(Stored items)

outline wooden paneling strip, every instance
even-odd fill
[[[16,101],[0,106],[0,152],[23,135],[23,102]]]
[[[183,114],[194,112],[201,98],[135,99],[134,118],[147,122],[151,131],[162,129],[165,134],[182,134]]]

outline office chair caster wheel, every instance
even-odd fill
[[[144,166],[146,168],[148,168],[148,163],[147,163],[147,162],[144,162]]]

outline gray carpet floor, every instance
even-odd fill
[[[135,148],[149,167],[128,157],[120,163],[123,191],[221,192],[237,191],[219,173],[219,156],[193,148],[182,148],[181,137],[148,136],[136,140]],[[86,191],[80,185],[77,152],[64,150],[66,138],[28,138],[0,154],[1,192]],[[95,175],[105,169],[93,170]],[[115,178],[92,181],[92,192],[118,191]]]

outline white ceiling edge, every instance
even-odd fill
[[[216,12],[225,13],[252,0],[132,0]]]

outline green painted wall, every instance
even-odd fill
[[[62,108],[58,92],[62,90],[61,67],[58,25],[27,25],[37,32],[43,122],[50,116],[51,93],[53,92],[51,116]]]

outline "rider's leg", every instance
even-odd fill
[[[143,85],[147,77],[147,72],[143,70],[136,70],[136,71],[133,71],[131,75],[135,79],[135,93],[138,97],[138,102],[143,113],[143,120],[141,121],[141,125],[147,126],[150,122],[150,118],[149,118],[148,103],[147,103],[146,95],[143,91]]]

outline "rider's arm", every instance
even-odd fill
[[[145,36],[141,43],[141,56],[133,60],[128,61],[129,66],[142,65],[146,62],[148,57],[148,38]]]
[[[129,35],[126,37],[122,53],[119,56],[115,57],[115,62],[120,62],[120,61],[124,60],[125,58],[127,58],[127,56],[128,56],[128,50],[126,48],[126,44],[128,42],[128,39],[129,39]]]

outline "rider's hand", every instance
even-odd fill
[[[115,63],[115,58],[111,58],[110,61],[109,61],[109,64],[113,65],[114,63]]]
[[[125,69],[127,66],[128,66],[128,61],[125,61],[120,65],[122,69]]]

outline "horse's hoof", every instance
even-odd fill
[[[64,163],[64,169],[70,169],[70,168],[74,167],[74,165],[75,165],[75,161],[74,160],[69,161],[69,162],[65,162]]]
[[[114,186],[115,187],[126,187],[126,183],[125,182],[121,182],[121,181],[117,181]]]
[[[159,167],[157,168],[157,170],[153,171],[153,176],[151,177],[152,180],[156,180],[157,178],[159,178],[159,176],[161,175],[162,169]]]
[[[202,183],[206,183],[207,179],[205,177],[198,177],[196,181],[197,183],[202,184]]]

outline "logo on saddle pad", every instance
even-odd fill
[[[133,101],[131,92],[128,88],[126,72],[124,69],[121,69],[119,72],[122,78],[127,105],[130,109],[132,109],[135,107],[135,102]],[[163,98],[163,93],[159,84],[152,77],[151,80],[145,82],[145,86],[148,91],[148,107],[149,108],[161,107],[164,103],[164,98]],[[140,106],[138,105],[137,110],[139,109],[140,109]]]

## The problem
Please repeat, word for word, the part of the listing that opens with the line containing "outline green painted wall, every instance" and closes with the listing's final line.

## Result
outline green painted wall, every instance
even-odd fill
[[[62,108],[58,92],[62,90],[61,67],[58,25],[27,25],[37,32],[43,122],[50,116],[51,93],[53,92],[51,116]]]

outline "rider's leg", every instance
even-odd fill
[[[143,85],[147,77],[147,72],[143,70],[136,70],[136,71],[133,71],[131,75],[135,79],[135,93],[138,97],[138,102],[143,113],[143,120],[141,121],[141,125],[147,126],[150,122],[150,118],[149,118],[148,103],[147,103],[146,95],[143,91]]]

outline "rider's arm", every instance
even-odd fill
[[[145,36],[141,43],[141,56],[133,60],[128,61],[129,66],[142,65],[146,62],[148,57],[148,38]]]
[[[129,35],[126,37],[122,53],[119,56],[115,57],[115,62],[120,62],[120,61],[124,60],[125,58],[127,58],[127,56],[128,56],[128,50],[126,48],[126,44],[128,42],[128,39],[129,39]]]

outline "rider's hand", every instance
even-odd fill
[[[115,63],[115,58],[111,58],[110,61],[109,61],[109,64],[113,65],[114,63]]]
[[[125,69],[127,66],[128,66],[128,61],[125,61],[120,65],[122,69]]]

outline "horse's hoof", every instance
even-odd fill
[[[64,163],[64,169],[70,169],[70,168],[74,167],[74,165],[75,165],[75,161],[74,160],[69,161],[69,162],[65,162]]]
[[[114,186],[115,187],[126,187],[126,183],[125,182],[121,182],[121,181],[117,181]]]
[[[159,167],[157,168],[157,170],[153,171],[153,176],[151,177],[152,180],[156,180],[157,178],[159,178],[159,176],[161,175],[162,169]]]
[[[202,183],[206,183],[207,179],[205,177],[198,177],[196,181],[197,183],[202,184]]]

outline "logo on saddle pad", every instance
even-odd fill
[[[133,101],[131,92],[128,88],[126,72],[124,69],[121,69],[119,72],[122,78],[127,105],[130,109],[132,109],[135,107],[135,102]],[[163,98],[163,93],[159,84],[152,77],[151,80],[145,82],[145,86],[148,91],[148,107],[149,108],[161,107],[164,103],[164,98]],[[140,106],[138,105],[137,110],[139,109],[140,109]]]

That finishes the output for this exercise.